**Written request:** Rewrite the records below, replacing every "white sock" with "striped sock" and leaving everything else unchanged. Omit the pictures from your version.

**Provided data:**
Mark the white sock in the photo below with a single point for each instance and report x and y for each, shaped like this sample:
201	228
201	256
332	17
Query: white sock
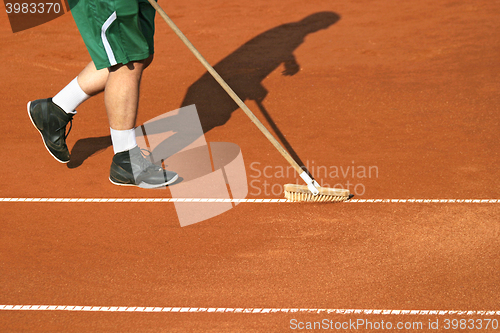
123	140
70	97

**Problem solution:**
Mark the striped sock in the photo below with a single point for each instance and report x and y for each, shaped like this sample:
201	228
201	256
332	17
Query: striped sock
123	140
70	97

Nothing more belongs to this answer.